* TASK DIRECTIONS: Return the listing below verbatim, keeping every line unchanged.
## Begin
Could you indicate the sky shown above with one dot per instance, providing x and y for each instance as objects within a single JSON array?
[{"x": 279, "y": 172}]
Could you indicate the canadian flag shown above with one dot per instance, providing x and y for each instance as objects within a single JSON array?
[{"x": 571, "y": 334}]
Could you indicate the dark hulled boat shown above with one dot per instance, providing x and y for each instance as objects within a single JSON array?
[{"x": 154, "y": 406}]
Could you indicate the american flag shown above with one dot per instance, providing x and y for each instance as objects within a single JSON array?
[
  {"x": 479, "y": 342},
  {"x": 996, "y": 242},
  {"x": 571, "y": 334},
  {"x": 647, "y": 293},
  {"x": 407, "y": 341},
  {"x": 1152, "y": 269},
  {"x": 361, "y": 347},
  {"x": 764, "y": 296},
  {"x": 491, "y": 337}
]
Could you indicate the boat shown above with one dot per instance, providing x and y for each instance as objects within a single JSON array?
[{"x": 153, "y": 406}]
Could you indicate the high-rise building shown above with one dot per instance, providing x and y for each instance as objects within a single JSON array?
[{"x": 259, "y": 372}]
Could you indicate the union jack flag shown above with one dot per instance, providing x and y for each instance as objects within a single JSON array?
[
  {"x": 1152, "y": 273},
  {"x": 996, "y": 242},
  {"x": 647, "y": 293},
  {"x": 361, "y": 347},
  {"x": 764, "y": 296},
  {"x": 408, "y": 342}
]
## End
* REPLY:
Could you indicate the sky shown above with one dot per instance, providing x and y for each instance as objects within a single JSON array?
[{"x": 279, "y": 172}]
Could you indicate the canadian flag shown above with one dot per instance, providing x and y for each instance as objects within a single JSON array?
[{"x": 571, "y": 334}]
Could you indicate the dark hulled boat shown above with one dot per instance, providing x and y for each instance as objects within a single JSON array?
[{"x": 154, "y": 406}]
Could you indicate the american flag shown above with one dot per instance, providing x and y for each instance as objects within a single JSON array?
[
  {"x": 479, "y": 342},
  {"x": 996, "y": 242},
  {"x": 571, "y": 334},
  {"x": 647, "y": 293},
  {"x": 407, "y": 341},
  {"x": 1152, "y": 269},
  {"x": 361, "y": 347},
  {"x": 764, "y": 296},
  {"x": 491, "y": 337}
]
Could you indicate the boat shown above with one dot per instance, providing x and y for each instance as objects within a single JSON array?
[{"x": 153, "y": 406}]
Could you indicate the high-rise building shown above with one dot per instance, providing x and y for each instance as objects within a single JSON array?
[{"x": 259, "y": 372}]
Could you indicate the union jack flag shown above with one dot per instance, providing x and y for each instance as objects within a single JSON array?
[
  {"x": 1152, "y": 273},
  {"x": 996, "y": 242},
  {"x": 647, "y": 293},
  {"x": 361, "y": 347},
  {"x": 764, "y": 296},
  {"x": 408, "y": 342}
]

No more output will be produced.